Articolo:
Governo Conte: cause della crisi e possibili sviluppi futuri

Proviamo ad articolare e condividere qualche ragionamento sul precipitare della situazione che ha condotto il governo Conte ad una rapidissima, quanto acuta, crisi e poi alle dimissioni.

A noi pare che se ne sia discusso tanto e in modo confuso dappertutto, compresa la nostra area (1). Lo strappo di Salvini è quindi stato descritto come una mossa praticamente folle.

 

Con la Lega ormai egemone nella propaganda politica e negli indici di gradimento – lasciamo un momento da parte l’effettiva rappresentatività dei sondaggi visto che comunque dobbiamo ragionare su chi, pur in modo spurio, esprime una preferenza “politica” – era sensato attendersi un riassetto dei poteri all’interno del Governo e nulla di più. Per esempio, un passaggio dei dicasteri trasporti e difesa in quota leghista, magari con un nome “condiviso” con FI ai trasporti e con FdI alla difesa.

Dati estratti:
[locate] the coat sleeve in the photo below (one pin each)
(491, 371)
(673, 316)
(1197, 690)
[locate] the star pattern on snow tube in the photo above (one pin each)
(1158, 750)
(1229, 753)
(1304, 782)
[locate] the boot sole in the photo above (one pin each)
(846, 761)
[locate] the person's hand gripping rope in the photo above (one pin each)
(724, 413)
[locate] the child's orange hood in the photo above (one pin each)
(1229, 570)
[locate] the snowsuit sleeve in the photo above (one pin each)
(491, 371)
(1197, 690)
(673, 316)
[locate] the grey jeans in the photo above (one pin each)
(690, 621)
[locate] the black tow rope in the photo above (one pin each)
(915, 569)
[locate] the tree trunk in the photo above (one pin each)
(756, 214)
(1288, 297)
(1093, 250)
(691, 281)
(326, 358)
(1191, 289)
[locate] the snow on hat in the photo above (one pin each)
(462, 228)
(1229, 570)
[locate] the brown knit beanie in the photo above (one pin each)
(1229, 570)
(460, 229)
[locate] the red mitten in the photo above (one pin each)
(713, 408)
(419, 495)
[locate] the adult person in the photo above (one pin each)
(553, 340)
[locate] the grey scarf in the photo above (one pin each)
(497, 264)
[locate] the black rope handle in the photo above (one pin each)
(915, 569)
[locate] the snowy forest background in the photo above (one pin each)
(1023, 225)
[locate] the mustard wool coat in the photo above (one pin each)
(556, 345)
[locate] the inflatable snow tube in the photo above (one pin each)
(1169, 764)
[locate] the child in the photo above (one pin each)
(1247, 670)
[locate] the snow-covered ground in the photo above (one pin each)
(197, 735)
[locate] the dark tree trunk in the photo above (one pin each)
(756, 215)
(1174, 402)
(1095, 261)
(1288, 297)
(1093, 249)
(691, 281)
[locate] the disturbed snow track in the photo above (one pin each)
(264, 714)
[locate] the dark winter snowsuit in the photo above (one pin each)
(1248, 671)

Il problema: Riprendi l'articolo sulla crisi del governo Conte e prosegui il ragionamento a partire dall'ultima frase riportata.

Risposta attesa:
Ciò avrebbe consentito alla Lega di:

– chiudere i giochi con il M5S, che, in un contesto del genere, sarebbe andato ben oltre la normalizzazione istituzionale, suonando il requiem con l’elettorato che l’ha sostenuto;

– chiudere in modo definitivo la partita egemonica all’interno del centro destra, probabilmente recuperando qualche notabile con peso e maniglie in libera uscita da FI;

– ammansire le istituzioni UE che, a nostro parere, “temono” maggiormente l’anomalia impazzita (soprattutto il raggruppamento sociale di cui è contraddittoria espressione) M5S rispetto a qualsiasi ipotesi fascio-sovranista-nazionalista; lo dimostra il fatto che Orban va bene, così come vanno bene Kurz o Erdogan appena oltre confine.

Comunque, di tutto questo non si verifica assolutamente nulla, la crisi di governo è gestita come fosse la sceneggiatura di un film di Monicelli e “il capitano” precipita in un paio di giorno al rango di marmittone.

È scontato domandarsi “perché” tutto questo sì sia verificato, di seguito proveremo a fornire la nostra ipotesi in merito.

Partendo dal presupposto che, per quanto sboccato nella comunicazione e maldestro nella tattica politica, Salvini non è uno stupido, le motivazioni in capo alla crisi del Governo Conte possono essere cercate al di fuori delle beghe di potere in seno alla classe politica nazionale.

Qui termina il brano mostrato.